*PROBLEM TO SOLVE*. Extract each line from the rows below that contains the word "every".

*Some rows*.
▬▬▬▬▬▬

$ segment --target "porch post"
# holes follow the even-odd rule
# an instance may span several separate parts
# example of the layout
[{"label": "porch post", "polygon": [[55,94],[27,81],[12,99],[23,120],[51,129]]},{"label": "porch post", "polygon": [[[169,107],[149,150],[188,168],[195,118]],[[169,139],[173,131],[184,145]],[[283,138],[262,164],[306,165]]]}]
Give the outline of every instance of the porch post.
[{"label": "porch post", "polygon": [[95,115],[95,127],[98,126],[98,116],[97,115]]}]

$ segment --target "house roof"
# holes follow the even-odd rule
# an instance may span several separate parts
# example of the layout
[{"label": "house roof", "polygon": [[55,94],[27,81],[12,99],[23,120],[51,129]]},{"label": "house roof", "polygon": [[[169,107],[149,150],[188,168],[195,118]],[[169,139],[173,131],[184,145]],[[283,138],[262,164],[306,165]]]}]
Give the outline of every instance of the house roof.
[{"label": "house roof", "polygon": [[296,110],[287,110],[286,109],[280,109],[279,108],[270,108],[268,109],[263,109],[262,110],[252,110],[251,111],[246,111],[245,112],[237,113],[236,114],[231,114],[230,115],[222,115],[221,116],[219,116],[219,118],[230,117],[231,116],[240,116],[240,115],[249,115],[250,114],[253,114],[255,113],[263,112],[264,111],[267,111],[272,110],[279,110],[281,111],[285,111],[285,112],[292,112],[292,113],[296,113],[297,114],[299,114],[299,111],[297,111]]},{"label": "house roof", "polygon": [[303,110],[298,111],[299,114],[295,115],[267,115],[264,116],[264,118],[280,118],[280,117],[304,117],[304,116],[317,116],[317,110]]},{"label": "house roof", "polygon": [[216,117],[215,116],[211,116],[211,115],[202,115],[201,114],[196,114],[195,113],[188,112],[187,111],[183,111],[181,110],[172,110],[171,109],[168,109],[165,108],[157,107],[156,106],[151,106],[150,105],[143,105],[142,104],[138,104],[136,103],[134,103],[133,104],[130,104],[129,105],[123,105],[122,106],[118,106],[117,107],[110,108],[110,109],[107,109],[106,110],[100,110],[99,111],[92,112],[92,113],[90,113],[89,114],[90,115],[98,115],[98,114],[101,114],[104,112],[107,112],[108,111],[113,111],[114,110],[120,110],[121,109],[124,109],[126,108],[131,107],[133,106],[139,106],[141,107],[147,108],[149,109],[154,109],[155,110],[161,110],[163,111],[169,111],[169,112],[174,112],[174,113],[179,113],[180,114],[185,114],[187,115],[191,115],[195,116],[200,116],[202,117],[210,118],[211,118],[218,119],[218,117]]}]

▬▬▬▬▬▬

*EXPECTED ANSWER*.
Give the outline of every instance of the porch post.
Give the outline of every instance of the house roof.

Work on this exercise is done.